Recorded information.
==============================
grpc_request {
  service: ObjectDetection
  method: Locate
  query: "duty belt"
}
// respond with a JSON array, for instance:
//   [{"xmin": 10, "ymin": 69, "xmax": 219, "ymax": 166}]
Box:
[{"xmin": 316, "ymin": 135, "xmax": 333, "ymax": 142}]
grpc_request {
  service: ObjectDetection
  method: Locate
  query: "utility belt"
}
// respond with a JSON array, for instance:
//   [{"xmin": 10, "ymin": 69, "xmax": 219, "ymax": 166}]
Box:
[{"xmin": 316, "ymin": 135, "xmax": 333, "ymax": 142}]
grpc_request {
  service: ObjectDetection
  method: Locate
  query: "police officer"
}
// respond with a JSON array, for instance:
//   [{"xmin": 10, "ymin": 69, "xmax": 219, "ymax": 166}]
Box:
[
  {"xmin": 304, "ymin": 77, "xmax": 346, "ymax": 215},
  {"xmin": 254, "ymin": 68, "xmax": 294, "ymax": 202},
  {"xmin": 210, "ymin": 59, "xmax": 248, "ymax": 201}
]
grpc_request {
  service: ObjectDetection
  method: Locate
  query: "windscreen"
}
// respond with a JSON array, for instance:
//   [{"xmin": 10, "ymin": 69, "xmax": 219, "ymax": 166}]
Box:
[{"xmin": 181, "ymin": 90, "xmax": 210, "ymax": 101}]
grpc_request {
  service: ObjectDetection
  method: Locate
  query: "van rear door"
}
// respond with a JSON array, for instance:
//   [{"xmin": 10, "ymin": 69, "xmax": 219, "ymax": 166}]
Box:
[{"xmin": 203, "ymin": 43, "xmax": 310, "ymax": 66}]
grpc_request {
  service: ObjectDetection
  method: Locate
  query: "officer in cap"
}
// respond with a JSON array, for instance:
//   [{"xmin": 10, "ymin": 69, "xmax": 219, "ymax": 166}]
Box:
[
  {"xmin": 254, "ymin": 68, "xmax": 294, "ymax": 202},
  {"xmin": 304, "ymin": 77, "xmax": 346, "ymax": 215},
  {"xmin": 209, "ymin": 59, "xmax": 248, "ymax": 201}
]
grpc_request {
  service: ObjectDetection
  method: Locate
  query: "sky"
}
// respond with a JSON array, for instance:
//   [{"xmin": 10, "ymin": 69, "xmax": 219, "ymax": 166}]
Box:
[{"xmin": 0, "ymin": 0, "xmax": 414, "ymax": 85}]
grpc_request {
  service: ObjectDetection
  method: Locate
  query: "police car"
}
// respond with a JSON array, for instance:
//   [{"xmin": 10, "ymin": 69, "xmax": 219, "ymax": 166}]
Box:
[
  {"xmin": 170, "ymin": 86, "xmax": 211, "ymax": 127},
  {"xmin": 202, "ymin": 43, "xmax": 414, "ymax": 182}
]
==============================
Work to be completed. Tally the lines in the records above that contain the string "query", and reply with the number alone.

Answer to this task. 8